> [What the task asks]
Copy the rows from the line with "For every instance of the blue jersey, mark" up to and including the line with "x=621 y=171", swapping "blue jersey" for "navy jersey" and leaving everything else the same.

> [Entries]

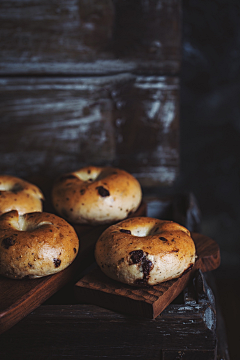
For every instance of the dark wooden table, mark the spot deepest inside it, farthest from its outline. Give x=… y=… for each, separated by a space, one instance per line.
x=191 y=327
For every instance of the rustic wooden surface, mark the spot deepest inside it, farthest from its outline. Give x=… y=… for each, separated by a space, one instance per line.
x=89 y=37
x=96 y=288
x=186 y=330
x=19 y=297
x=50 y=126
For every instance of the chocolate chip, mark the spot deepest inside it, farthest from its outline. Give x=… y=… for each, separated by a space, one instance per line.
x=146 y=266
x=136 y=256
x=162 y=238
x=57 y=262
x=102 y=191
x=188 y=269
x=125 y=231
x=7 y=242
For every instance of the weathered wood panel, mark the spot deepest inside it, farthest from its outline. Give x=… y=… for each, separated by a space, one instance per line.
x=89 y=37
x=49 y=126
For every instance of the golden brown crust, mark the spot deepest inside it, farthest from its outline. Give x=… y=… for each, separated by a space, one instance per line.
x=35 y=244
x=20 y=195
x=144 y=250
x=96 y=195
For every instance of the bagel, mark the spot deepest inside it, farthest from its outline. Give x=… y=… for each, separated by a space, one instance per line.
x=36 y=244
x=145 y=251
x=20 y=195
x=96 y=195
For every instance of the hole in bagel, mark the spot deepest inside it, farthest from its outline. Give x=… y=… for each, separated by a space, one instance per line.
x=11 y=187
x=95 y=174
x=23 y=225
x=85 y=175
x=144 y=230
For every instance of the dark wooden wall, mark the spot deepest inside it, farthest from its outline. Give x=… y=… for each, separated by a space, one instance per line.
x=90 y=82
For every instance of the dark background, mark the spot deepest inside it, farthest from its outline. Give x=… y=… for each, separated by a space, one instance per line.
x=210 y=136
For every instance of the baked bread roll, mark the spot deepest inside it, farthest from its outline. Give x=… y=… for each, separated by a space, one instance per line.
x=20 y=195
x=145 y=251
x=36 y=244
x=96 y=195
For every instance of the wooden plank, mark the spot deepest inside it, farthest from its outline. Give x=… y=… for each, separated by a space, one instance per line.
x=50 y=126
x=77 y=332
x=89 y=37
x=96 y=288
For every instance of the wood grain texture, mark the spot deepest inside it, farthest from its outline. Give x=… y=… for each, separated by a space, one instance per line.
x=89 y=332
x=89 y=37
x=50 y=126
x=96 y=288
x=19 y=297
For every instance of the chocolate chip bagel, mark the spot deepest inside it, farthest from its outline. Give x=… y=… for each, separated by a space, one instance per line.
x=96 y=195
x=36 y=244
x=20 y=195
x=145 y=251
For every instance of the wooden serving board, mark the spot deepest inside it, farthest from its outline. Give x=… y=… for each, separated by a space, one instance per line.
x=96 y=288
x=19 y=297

* * *

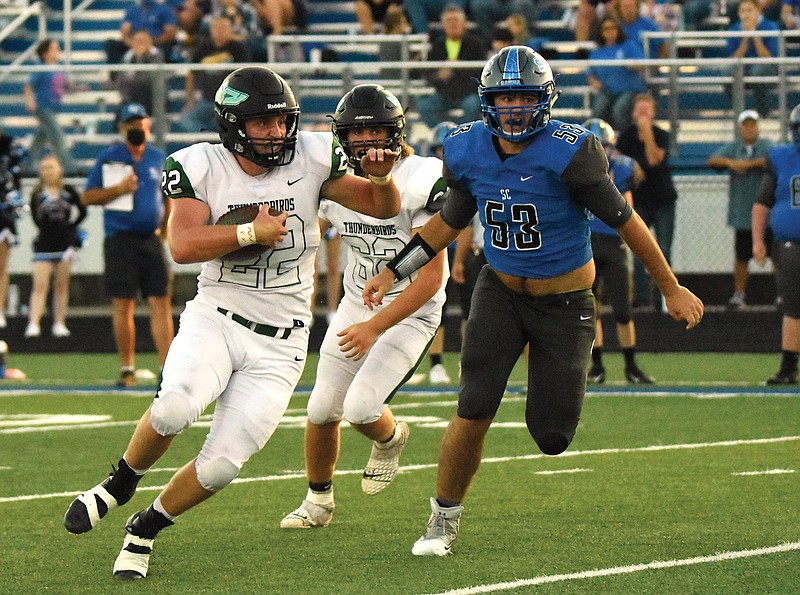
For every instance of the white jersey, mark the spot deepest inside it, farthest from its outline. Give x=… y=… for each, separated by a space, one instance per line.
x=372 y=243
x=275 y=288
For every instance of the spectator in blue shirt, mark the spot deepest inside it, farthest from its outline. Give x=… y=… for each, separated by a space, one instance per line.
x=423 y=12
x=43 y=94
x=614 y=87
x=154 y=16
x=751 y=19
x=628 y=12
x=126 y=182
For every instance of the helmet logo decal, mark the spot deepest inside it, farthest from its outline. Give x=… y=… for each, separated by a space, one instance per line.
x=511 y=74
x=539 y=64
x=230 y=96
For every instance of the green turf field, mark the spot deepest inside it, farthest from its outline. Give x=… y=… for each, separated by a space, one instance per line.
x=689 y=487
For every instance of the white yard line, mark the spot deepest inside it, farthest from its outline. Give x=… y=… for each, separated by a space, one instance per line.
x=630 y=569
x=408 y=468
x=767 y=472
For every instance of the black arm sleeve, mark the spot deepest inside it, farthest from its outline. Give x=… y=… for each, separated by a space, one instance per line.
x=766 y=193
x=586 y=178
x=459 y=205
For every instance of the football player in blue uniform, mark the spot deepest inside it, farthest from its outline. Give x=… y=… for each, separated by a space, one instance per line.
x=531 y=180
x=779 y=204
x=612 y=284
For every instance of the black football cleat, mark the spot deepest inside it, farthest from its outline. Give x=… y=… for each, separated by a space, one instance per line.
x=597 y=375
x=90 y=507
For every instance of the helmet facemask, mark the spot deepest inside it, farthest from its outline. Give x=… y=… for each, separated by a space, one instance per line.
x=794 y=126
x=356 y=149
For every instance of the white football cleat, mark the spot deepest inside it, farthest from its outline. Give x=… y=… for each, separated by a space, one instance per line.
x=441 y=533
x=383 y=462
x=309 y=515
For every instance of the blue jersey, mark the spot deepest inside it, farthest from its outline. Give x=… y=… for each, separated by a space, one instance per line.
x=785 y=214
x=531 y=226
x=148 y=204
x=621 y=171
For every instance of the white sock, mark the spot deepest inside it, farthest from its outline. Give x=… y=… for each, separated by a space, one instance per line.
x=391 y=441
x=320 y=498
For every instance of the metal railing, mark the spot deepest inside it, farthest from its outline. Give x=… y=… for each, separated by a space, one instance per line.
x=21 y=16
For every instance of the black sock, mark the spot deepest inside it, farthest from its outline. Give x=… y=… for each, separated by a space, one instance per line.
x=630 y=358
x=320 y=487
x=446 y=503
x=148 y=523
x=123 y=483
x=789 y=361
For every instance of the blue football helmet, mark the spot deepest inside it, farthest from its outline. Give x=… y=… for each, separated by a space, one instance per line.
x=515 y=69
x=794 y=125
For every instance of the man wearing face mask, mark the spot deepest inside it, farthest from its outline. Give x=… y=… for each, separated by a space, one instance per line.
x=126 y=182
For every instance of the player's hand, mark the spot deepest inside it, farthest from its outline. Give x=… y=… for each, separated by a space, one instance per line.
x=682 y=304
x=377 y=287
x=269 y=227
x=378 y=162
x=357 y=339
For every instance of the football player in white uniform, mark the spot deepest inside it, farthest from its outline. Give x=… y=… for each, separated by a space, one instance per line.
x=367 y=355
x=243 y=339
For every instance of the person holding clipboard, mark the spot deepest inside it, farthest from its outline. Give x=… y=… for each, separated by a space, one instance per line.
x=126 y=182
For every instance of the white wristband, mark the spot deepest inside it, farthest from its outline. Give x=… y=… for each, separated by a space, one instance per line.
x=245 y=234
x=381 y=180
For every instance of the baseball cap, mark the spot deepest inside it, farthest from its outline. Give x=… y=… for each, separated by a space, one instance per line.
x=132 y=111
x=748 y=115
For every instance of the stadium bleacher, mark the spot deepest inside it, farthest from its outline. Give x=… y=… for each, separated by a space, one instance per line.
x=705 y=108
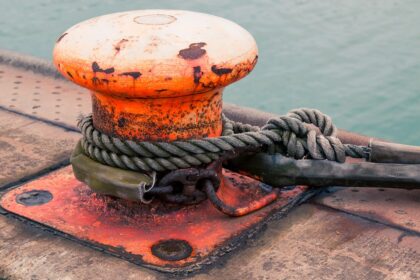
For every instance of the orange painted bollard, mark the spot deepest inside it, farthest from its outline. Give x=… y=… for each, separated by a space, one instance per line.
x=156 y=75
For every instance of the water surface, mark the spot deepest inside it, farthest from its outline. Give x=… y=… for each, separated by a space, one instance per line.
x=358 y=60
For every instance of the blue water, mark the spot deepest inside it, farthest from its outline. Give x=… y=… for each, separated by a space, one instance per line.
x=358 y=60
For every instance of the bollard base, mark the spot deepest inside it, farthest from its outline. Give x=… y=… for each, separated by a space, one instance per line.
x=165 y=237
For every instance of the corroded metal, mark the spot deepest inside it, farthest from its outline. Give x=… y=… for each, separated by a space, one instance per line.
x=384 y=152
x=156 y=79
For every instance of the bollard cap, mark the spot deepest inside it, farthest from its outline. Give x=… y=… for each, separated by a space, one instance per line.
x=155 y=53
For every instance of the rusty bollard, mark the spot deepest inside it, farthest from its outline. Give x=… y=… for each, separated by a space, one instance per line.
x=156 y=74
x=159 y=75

---

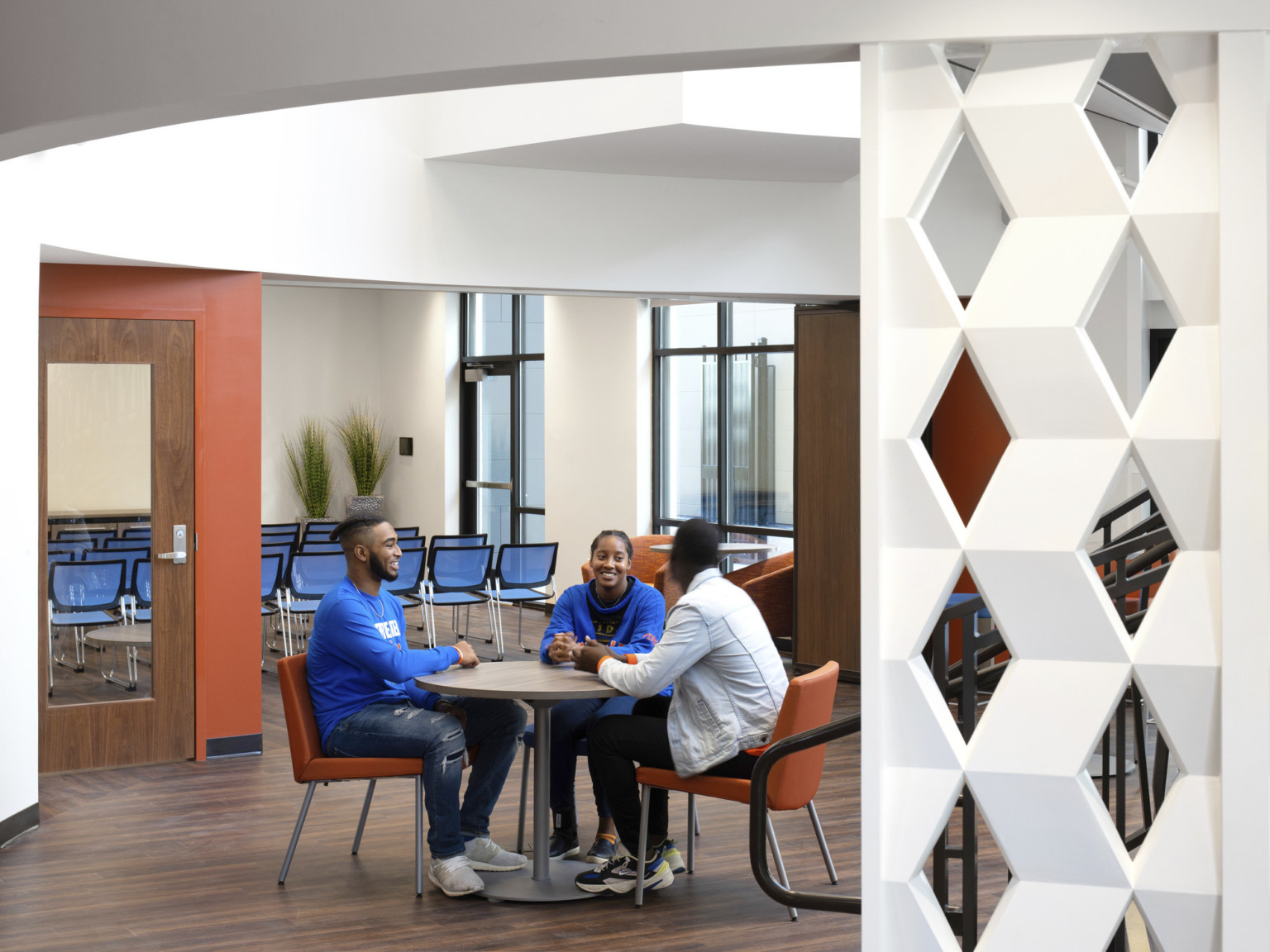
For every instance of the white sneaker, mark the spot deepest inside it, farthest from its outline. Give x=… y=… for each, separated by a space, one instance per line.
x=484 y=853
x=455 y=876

> [Written response]
For every instance of the navy jersey, mark the spot deepest inside it, farthest from its outline. Give x=… y=… for each, separated by a space, one instance per line.
x=785 y=214
x=531 y=226
x=148 y=204
x=621 y=171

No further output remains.